As I finished my first post, I was already thinking about the new one.
Hope for Widows has given me much food for thought. I know that there are countless experts who have written on grief: the stages, how to cope, being resilient, advice on how to laugh again, how to find joy again, the emotional processes involved in grief, the list goes on and on. However, my grief is not like yours. My love was not like yours. The age was different, the time together was different, the fatal end was different.
Was there an accident? Did it happen out of the blue? Was there an illness? How long did the illness go on for? Did they take their own lives? Did you know it was inevitable? Are there children involved? How old are they? How are they coping? Do you have to keep them all together? Were they a first spouse or are you coping with other children or family members, too?
I guess where I’m going with this is that there are as many “griefs” as there are people. I hate applying labels to situations and emotions. You cannot label grief. At times you cannot even pinpoint it.
I’ve been thinking long and hard about my feelings. I can now say, in hindsight, that my grief started on March 4th, 2021.
++++++
Write out the passage of the grief post from "I guess where" up to and including "March 4th, 2021.".
++++++
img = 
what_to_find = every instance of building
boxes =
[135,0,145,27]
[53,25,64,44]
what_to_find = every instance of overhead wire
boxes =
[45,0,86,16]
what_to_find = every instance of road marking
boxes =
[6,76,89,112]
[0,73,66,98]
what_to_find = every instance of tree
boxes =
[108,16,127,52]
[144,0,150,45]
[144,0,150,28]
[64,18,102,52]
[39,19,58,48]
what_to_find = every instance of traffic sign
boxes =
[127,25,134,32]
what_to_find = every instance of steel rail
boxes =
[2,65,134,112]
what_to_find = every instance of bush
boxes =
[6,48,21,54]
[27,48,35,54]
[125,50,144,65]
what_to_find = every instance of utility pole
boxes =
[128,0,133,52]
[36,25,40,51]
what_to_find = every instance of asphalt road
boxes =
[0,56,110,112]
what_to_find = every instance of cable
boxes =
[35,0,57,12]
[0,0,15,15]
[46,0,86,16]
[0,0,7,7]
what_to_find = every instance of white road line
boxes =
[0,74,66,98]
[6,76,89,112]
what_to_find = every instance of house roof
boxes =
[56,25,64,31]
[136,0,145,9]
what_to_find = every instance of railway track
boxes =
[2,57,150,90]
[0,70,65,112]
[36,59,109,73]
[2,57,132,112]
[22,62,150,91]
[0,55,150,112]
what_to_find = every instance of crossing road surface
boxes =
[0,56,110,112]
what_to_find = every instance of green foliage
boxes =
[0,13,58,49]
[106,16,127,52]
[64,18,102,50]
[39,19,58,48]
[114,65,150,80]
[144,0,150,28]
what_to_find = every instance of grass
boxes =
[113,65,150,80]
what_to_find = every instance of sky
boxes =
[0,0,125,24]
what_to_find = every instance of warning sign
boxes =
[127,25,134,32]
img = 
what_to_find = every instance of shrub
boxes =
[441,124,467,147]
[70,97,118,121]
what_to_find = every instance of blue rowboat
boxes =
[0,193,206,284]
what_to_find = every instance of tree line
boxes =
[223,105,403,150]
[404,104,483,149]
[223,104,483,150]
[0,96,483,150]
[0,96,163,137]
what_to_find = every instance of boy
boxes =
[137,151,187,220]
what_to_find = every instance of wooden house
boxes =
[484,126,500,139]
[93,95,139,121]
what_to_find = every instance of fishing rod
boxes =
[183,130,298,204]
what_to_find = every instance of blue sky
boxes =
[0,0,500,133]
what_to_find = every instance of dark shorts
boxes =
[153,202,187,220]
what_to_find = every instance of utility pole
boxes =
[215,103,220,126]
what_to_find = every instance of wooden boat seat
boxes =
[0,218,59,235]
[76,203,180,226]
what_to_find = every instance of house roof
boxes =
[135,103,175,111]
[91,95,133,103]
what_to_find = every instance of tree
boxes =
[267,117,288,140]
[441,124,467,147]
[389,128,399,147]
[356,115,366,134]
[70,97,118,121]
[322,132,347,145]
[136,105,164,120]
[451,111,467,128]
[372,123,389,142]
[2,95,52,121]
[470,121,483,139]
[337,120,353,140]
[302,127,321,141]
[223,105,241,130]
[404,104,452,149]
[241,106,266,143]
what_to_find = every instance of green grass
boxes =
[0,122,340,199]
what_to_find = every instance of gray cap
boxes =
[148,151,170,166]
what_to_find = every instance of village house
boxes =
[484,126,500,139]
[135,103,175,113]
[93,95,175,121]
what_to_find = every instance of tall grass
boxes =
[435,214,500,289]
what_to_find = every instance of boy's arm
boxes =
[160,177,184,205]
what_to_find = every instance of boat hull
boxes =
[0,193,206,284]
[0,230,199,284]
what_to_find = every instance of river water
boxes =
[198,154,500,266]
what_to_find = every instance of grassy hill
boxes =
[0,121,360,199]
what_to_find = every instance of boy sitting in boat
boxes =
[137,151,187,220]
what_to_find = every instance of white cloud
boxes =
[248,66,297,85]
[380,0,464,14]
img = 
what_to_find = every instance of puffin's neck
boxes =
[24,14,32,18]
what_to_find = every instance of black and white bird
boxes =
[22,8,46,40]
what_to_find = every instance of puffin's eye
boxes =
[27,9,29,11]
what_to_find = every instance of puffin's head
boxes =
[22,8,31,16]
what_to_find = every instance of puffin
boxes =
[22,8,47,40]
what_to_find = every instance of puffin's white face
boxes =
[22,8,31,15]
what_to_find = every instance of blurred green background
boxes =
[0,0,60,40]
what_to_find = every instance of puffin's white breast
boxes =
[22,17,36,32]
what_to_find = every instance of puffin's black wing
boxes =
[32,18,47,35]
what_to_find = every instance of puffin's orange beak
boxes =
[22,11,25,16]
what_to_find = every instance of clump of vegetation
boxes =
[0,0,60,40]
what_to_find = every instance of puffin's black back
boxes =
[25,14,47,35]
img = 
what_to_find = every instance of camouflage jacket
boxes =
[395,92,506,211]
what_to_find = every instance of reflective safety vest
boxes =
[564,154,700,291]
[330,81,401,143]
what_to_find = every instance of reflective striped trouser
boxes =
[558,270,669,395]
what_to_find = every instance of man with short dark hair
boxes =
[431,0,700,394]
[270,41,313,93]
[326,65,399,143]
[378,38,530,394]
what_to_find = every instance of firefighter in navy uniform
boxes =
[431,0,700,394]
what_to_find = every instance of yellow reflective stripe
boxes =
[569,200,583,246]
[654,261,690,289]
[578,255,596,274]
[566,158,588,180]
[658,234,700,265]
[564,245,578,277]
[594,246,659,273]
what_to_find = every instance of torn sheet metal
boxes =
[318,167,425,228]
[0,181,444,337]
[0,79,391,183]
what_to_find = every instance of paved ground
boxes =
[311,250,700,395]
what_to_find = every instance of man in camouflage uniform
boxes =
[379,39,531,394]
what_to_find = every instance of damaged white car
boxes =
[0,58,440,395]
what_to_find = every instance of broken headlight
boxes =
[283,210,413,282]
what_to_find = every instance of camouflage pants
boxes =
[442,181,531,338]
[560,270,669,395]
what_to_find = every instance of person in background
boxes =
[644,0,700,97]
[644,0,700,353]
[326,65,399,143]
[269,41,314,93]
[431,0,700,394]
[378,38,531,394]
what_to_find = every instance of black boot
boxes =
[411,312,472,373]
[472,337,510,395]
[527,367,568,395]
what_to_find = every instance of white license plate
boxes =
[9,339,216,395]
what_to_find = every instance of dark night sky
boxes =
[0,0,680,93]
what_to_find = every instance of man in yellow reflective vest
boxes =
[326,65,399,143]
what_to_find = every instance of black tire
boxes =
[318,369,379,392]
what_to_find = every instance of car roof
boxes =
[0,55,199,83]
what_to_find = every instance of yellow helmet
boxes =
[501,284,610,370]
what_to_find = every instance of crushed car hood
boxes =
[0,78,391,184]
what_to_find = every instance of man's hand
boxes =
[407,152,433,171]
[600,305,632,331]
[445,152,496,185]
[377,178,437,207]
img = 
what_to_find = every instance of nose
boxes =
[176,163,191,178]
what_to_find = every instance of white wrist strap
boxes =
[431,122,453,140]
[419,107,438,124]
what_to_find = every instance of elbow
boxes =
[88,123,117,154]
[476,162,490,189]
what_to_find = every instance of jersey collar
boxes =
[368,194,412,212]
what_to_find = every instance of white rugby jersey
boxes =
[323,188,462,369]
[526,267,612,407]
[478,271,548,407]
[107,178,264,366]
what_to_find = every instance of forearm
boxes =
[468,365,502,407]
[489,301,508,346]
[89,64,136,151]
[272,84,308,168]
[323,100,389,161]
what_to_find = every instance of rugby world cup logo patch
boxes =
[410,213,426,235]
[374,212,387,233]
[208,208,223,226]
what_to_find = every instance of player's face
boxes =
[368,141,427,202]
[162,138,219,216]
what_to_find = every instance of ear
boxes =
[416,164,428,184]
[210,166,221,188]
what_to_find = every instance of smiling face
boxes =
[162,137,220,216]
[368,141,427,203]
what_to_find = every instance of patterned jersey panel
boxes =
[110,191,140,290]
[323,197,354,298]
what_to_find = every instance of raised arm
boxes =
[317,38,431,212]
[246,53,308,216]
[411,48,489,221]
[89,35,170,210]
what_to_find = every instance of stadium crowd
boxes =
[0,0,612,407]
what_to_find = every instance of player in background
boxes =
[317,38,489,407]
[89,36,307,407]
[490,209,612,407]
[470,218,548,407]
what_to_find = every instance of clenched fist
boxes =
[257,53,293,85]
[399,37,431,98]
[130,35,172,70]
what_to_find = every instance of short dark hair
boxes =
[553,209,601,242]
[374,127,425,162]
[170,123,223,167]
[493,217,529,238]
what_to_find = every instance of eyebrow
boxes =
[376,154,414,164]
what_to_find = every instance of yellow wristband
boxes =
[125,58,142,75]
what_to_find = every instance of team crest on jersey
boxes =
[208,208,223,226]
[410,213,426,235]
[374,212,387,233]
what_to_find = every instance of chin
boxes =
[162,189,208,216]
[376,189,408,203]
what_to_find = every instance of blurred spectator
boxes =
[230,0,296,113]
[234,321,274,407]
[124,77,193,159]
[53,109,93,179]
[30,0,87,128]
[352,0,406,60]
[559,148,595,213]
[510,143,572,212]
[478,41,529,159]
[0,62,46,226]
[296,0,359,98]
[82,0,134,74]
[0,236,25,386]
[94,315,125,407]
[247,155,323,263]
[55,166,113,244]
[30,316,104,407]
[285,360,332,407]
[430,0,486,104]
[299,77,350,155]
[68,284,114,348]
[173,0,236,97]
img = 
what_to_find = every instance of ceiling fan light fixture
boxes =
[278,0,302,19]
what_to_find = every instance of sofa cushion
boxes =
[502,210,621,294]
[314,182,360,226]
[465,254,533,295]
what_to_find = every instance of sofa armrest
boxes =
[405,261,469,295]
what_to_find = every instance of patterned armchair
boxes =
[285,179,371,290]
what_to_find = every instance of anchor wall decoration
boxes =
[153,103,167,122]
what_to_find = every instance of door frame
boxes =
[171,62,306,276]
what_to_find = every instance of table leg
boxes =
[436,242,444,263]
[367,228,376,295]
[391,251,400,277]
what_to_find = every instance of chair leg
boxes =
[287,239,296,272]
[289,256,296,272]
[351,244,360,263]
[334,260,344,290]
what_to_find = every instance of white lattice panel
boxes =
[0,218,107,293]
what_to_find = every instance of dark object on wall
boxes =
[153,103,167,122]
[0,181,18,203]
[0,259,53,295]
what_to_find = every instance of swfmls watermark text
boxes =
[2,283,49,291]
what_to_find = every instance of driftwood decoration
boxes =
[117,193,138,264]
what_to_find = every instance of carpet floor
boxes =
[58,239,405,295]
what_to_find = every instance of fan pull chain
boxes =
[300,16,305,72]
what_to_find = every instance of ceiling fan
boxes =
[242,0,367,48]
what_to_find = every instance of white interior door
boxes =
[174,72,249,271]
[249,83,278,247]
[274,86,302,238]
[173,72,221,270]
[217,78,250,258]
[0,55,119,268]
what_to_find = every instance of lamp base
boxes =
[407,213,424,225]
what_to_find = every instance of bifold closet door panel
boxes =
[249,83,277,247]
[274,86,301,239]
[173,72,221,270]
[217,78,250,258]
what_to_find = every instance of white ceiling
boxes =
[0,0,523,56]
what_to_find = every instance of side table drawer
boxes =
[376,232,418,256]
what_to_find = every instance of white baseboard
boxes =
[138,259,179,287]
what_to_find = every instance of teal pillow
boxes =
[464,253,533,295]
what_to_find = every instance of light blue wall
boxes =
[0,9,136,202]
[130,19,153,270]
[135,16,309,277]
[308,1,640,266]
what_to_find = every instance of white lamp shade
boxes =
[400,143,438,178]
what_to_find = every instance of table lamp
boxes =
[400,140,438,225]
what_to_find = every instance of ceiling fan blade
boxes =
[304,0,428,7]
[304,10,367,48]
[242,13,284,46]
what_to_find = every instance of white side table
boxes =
++++++
- _EXERCISE SOLUTION_
I guess where I’m going with this is that there are as many “griefs” as there are people. I hate applying labels to situations and emotions. You cannot label grief. At times you cannot even pinpoint it.
I’ve been thinking long and hard about my feelings. I can now say, in hindsight, that my grief started on March 4th, 2021.